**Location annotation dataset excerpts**
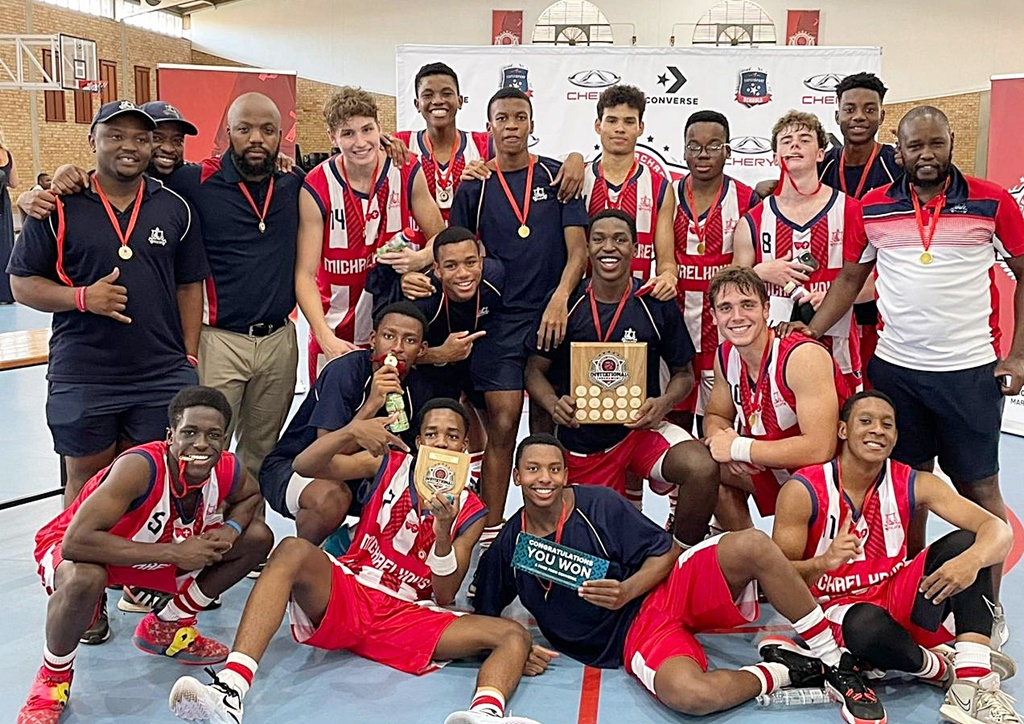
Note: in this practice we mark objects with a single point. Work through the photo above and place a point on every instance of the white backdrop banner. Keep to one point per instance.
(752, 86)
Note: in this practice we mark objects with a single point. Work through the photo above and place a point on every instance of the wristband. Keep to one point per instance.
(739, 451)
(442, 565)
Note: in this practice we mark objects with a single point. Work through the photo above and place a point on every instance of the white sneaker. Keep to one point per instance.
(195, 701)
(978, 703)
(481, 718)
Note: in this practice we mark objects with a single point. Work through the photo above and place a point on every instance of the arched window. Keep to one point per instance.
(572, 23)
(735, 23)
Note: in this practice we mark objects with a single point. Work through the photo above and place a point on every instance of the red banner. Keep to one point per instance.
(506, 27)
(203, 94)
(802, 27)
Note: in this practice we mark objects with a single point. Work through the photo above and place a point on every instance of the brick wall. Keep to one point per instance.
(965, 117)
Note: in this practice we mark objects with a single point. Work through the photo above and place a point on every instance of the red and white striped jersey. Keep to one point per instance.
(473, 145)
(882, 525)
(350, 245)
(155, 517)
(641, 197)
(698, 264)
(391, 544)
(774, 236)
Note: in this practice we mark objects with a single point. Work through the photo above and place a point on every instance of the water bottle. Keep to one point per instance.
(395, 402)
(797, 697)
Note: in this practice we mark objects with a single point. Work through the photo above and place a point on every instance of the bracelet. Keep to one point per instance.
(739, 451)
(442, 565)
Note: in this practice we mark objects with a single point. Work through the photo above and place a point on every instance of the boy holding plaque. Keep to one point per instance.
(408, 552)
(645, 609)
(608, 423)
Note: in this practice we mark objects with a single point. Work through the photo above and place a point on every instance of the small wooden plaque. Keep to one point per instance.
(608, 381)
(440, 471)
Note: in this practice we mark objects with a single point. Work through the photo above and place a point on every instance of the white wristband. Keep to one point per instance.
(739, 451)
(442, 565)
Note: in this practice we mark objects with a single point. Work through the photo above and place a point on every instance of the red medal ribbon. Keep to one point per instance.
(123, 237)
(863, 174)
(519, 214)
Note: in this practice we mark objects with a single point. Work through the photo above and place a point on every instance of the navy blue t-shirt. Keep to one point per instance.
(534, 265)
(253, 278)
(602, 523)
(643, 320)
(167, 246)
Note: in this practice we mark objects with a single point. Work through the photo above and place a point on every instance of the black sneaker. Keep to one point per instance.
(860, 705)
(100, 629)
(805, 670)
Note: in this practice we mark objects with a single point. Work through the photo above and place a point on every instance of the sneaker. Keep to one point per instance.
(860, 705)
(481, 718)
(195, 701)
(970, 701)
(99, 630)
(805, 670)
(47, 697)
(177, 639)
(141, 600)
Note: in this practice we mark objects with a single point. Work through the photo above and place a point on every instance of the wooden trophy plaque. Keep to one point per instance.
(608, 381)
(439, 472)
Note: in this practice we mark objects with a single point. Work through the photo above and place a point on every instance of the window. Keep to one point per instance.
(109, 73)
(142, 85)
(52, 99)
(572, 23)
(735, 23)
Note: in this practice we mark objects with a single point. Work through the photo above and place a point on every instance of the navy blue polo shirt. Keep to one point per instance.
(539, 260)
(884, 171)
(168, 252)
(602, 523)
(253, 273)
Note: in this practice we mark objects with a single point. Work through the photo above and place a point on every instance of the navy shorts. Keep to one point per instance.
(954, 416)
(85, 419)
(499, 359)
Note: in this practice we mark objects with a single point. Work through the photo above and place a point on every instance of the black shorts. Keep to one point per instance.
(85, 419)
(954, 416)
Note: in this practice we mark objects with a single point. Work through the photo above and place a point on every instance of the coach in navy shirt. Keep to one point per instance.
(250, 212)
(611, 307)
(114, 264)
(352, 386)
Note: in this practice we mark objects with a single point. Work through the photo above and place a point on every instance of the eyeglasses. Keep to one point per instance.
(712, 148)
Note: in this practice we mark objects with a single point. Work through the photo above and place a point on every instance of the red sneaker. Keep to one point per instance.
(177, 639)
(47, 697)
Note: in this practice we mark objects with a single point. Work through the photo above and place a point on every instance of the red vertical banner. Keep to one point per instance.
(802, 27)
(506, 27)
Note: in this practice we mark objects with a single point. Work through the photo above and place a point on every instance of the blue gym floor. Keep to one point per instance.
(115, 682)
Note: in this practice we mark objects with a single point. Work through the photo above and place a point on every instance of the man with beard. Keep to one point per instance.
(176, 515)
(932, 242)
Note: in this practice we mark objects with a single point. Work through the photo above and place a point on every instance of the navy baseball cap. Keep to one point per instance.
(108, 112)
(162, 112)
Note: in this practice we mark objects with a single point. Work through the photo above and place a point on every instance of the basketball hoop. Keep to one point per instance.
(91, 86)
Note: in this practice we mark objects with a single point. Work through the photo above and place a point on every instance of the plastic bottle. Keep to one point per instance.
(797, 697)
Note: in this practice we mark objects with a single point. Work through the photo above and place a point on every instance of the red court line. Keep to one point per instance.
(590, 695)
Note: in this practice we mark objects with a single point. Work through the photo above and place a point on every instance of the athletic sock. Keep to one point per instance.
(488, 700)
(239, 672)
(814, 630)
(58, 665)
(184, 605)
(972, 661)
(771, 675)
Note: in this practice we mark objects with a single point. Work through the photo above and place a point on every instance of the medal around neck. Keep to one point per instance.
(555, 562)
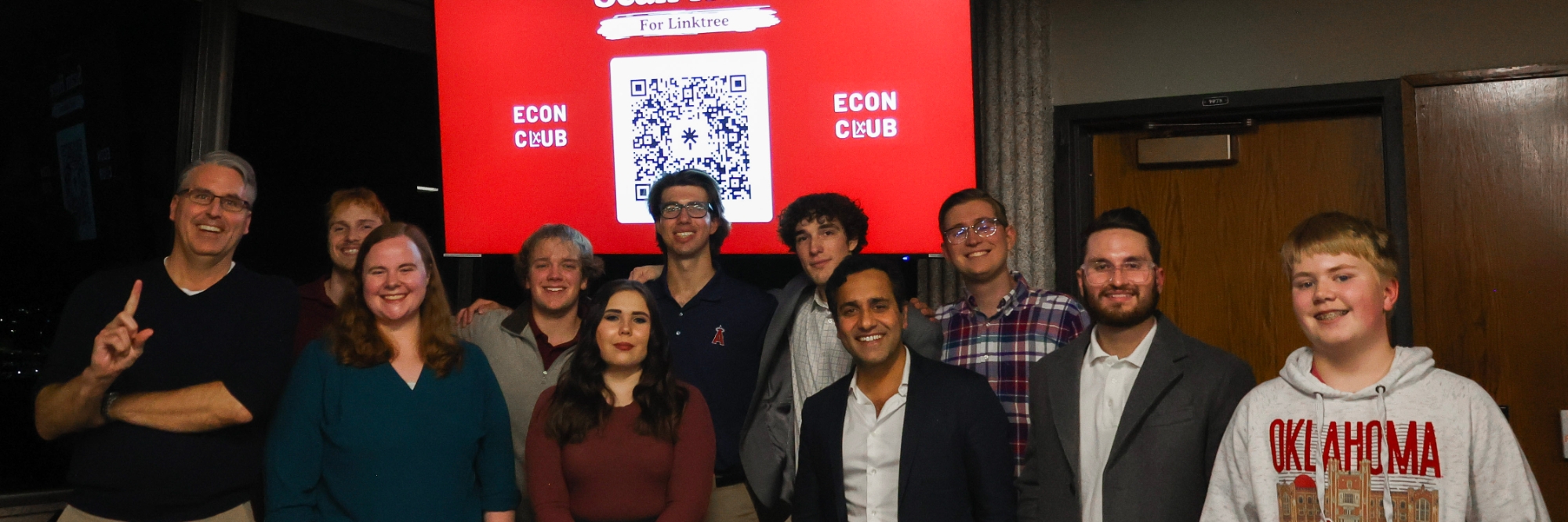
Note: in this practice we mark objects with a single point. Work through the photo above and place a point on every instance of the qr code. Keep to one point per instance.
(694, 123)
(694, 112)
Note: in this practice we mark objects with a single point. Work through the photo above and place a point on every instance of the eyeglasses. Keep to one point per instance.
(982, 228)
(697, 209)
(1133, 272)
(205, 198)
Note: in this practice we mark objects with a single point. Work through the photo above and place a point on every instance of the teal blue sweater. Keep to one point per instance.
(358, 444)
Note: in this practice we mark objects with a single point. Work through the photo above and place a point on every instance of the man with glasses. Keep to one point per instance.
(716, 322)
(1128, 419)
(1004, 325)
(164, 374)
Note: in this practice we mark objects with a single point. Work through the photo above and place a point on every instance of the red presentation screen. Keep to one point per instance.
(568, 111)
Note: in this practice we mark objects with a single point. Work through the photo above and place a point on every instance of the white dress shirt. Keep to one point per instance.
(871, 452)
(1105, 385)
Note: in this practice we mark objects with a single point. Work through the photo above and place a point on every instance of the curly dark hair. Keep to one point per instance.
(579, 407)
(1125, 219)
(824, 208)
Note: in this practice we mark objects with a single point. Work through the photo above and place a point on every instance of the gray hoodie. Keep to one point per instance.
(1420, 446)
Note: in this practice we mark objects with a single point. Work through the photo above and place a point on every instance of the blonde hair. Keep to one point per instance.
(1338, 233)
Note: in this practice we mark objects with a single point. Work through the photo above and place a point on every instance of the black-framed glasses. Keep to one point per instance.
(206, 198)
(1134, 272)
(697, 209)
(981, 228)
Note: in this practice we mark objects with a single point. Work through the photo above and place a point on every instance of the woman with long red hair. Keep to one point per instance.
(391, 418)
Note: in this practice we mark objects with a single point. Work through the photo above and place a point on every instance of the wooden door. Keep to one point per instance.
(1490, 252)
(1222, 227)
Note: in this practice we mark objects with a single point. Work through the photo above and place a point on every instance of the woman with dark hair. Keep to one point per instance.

**WHAT IS ASKED**
Rescale the data from the line containing "door. Keep to one point per instance." through the end of the data, inclusive. Reproduce every line, including the instruction lines, but multiply each point coordinate by 2.45 and round to whole numbers, with halves rounding up.

**EXPECTED ANSWER**
Note: in this practice we mark objects with a single point. Work through the photo above and place a point on every instance of the wooden door. Keep to one point per instance.
(3651, 617)
(2994, 556)
Note: in this practice we mark objects with a single point. Work through the photo above and place a point on every instance of the woman with dark hair. Keep to one point per instance.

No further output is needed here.